Your instructions
Restate the listing below word for word. No picture belongs in the result.

Records supplied
▬▬▬▬▬▬

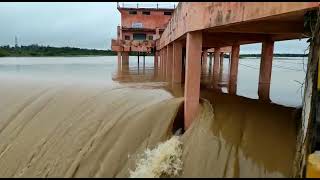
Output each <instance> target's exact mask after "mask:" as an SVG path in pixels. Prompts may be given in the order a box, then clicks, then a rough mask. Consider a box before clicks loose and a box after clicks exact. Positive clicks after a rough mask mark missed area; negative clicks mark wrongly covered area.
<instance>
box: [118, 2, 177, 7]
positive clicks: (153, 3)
mask: <svg viewBox="0 0 320 180" xmlns="http://www.w3.org/2000/svg"><path fill="white" fill-rule="evenodd" d="M176 6H177V5H176V3H173V4H164V3H160V4H159V3H152V4H146V3H123V2H121V3H119V2H117V7H118V8H148V9H175V8H176Z"/></svg>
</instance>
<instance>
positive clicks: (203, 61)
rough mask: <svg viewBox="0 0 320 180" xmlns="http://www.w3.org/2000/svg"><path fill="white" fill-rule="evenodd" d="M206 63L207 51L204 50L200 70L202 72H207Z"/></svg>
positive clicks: (207, 58) (207, 56)
mask: <svg viewBox="0 0 320 180" xmlns="http://www.w3.org/2000/svg"><path fill="white" fill-rule="evenodd" d="M207 61H208V51H207V50H204V51H203V53H202V69H203V72H205V73H206V72H207V64H208V63H207Z"/></svg>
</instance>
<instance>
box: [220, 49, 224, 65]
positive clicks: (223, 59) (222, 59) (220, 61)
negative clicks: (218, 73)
mask: <svg viewBox="0 0 320 180" xmlns="http://www.w3.org/2000/svg"><path fill="white" fill-rule="evenodd" d="M223 60H224V52H221V51H220V66H223Z"/></svg>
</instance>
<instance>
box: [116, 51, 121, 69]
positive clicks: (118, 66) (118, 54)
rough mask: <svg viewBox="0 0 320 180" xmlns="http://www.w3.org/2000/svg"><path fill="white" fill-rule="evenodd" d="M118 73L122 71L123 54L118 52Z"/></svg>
mask: <svg viewBox="0 0 320 180" xmlns="http://www.w3.org/2000/svg"><path fill="white" fill-rule="evenodd" d="M117 54H118V71H119V72H120V71H121V52H118V53H117Z"/></svg>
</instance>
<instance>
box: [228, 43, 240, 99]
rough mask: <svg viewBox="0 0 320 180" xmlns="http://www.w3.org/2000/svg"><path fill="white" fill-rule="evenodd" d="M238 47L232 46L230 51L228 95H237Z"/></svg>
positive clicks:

▬▬▬▬▬▬

Exercise output
Output each <instance> target's exact mask after "mask:" as an SVG path in pixels. Prompts may be given in the order a box, then clicks, then a rough mask. Consider a box before clicks loose and a box after clicks exact. Positive clicks after a rough mask mark missed area; negative clicks mark wrongly covered area.
<instance>
box: [118, 2, 177, 7]
positive clicks: (153, 3)
mask: <svg viewBox="0 0 320 180" xmlns="http://www.w3.org/2000/svg"><path fill="white" fill-rule="evenodd" d="M176 6H177V5H176V3H173V4H164V3H160V4H159V3H152V4H146V3H123V2H121V3H119V2H117V7H118V8H148V9H175V8H176Z"/></svg>
</instance>
<instance>
positive clicks: (203, 61)
rough mask: <svg viewBox="0 0 320 180" xmlns="http://www.w3.org/2000/svg"><path fill="white" fill-rule="evenodd" d="M206 63L207 51L204 50L200 70L202 72H207Z"/></svg>
positive clicks: (207, 58) (207, 56)
mask: <svg viewBox="0 0 320 180" xmlns="http://www.w3.org/2000/svg"><path fill="white" fill-rule="evenodd" d="M207 61H208V51H207V50H204V51H203V53H202V69H203V72H205V73H206V72H207V64H208V63H207Z"/></svg>
</instance>
<instance>
box: [220, 49, 224, 65]
positive clicks: (223, 59) (222, 59) (220, 61)
negative clicks: (218, 73)
mask: <svg viewBox="0 0 320 180" xmlns="http://www.w3.org/2000/svg"><path fill="white" fill-rule="evenodd" d="M223 60H224V52H221V51H220V66H223Z"/></svg>
</instance>
<instance>
box: [116, 51, 121, 69]
positive clicks: (118, 66) (118, 54)
rough mask: <svg viewBox="0 0 320 180" xmlns="http://www.w3.org/2000/svg"><path fill="white" fill-rule="evenodd" d="M118 73L122 71L123 54L118 52Z"/></svg>
mask: <svg viewBox="0 0 320 180" xmlns="http://www.w3.org/2000/svg"><path fill="white" fill-rule="evenodd" d="M117 54H118V71H119V72H120V71H121V52H118V53H117Z"/></svg>
</instance>
<instance>
box: [228, 43, 240, 99]
rough mask: <svg viewBox="0 0 320 180" xmlns="http://www.w3.org/2000/svg"><path fill="white" fill-rule="evenodd" d="M238 47L232 46L230 51L228 95H237Z"/></svg>
positive clicks:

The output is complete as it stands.